**Task goal**
List each line of the records that contains the string "prompt". Matching is case-sensitive.

+--

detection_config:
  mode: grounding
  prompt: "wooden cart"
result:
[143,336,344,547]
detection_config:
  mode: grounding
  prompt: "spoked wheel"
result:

+--

**Expected answer**
  prompt: "wooden cart"
  prompt: "spoked wheel"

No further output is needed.